• **Set problem**:
Collect every line in the items below that contains the string "Target", copying each one in full. Case counts.

• **Source data**:
+-------+

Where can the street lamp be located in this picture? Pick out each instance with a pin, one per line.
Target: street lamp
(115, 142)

+-------+

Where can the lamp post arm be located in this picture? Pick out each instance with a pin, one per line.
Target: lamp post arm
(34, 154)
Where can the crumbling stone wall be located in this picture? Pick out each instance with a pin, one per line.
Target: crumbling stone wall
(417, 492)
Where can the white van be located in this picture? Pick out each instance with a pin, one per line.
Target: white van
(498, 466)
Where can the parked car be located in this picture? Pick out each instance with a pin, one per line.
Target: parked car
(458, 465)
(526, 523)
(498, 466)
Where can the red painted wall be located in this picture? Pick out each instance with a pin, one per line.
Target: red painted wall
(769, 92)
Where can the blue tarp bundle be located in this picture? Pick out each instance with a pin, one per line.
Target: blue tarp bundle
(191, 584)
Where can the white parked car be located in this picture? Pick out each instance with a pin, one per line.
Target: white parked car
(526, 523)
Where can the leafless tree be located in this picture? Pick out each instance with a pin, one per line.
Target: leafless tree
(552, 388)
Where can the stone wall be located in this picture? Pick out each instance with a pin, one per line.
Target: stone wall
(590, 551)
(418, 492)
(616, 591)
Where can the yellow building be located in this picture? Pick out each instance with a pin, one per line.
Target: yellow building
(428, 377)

+-------+

• **Result for this exercise**:
Target: street lamp
Target: lamp post arm
Target: crumbling stone wall
Target: white van
Target: parked car
Target: red painted wall
Target: blue tarp bundle
Target: white parked car
Target: leafless tree
Target: stone wall
Target: yellow building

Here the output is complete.